-- Stored rows start --

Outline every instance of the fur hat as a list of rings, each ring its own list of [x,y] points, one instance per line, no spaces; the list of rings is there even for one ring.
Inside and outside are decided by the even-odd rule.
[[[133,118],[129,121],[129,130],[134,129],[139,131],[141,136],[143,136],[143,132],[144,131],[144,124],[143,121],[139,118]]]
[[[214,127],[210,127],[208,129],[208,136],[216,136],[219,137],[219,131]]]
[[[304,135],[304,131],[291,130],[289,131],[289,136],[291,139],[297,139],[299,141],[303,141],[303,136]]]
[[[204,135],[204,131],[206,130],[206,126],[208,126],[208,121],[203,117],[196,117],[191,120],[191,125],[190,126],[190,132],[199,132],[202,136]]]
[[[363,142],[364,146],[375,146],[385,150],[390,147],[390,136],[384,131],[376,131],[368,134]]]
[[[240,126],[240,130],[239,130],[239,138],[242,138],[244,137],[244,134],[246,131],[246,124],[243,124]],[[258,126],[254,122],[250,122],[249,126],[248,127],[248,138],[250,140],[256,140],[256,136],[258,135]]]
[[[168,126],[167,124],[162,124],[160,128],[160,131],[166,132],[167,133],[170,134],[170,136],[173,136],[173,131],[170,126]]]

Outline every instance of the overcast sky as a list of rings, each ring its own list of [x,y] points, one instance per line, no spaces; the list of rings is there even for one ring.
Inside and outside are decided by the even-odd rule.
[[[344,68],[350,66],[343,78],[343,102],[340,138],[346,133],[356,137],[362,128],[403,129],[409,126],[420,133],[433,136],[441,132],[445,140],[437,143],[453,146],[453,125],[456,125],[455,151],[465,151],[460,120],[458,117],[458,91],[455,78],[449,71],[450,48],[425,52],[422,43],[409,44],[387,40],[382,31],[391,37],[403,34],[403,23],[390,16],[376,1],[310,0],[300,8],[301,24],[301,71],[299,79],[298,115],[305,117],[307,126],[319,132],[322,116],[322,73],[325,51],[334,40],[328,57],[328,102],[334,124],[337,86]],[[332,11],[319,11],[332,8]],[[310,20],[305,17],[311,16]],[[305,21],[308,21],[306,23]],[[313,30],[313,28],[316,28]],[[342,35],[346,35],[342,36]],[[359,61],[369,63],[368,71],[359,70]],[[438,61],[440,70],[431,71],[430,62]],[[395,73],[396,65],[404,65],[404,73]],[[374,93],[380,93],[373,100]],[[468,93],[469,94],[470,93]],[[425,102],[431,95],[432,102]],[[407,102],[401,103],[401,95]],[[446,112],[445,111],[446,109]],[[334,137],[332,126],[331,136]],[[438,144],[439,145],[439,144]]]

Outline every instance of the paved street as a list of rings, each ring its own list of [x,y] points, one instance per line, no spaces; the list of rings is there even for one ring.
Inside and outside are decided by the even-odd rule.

-- Stored rows end --

Description of the task: Copy out every one of the rows above word for word, changing nothing.

Output of the exercise:
Outline every instance of the fur hat as a list of rings, each ring its own list of [x,y] points, one instance per line, no spaces; the list of rings is there even for one ring.
Inside and outside are decided by the even-odd rule.
[[[133,118],[129,121],[129,130],[134,129],[139,131],[141,136],[143,136],[143,132],[144,131],[144,124],[143,121],[139,118]]]
[[[214,127],[210,127],[208,129],[208,136],[216,136],[219,137],[219,131]]]
[[[304,135],[304,131],[291,130],[289,131],[289,136],[291,139],[297,139],[299,141],[303,141],[303,136]]]
[[[204,135],[204,131],[206,130],[206,126],[208,126],[208,121],[203,117],[196,117],[191,120],[191,125],[190,126],[190,132],[199,132],[202,136]]]
[[[363,142],[364,146],[375,146],[385,150],[390,147],[390,136],[384,131],[376,131],[368,134]]]
[[[240,126],[240,130],[239,130],[239,138],[242,138],[244,137],[244,134],[246,131],[246,124],[243,124]],[[258,126],[254,122],[250,122],[249,126],[248,127],[248,138],[250,140],[256,140],[256,136],[258,135]]]
[[[168,126],[167,124],[162,124],[160,128],[160,131],[166,132],[167,133],[170,134],[170,136],[173,136],[173,131],[170,126]]]

Outline every instance of the overcast sky as a list of rings, each ring its own list of [x,y] points, one instance per line, no spaces; the list of rings is there even for one ring.
Inside and outside are decided by the even-odd rule.
[[[344,68],[350,66],[343,78],[343,102],[340,138],[346,133],[356,137],[362,128],[403,129],[409,126],[420,133],[433,136],[441,132],[445,140],[437,143],[453,146],[453,125],[456,125],[455,151],[465,151],[460,120],[458,117],[458,91],[455,78],[449,71],[450,48],[425,52],[422,43],[409,44],[387,40],[382,31],[391,37],[403,34],[403,23],[390,16],[376,1],[310,0],[300,8],[301,24],[301,71],[299,79],[298,115],[305,117],[307,126],[319,132],[322,116],[322,73],[325,51],[334,40],[328,57],[328,102],[334,124],[337,86]],[[332,11],[319,11],[332,8]],[[310,20],[305,17],[311,16]],[[305,21],[308,21],[306,23]],[[313,30],[313,28],[316,28]],[[342,35],[346,35],[342,36]],[[359,61],[369,63],[368,71],[359,70]],[[438,61],[440,70],[431,71],[430,62]],[[395,73],[396,65],[404,65],[404,73]],[[374,93],[380,93],[373,100]],[[468,93],[469,94],[470,93]],[[425,102],[431,95],[432,102]],[[407,102],[401,103],[401,95]],[[446,112],[445,111],[446,109]],[[334,137],[332,126],[331,136]],[[438,144],[439,145],[439,144]]]

Outline every instance of the paved street as a list of rings, each ring its own list of [x,y] points, one instance per line, no spaces; the list of rings is there even for one ring.
Inside and outside are decided by the even-odd rule.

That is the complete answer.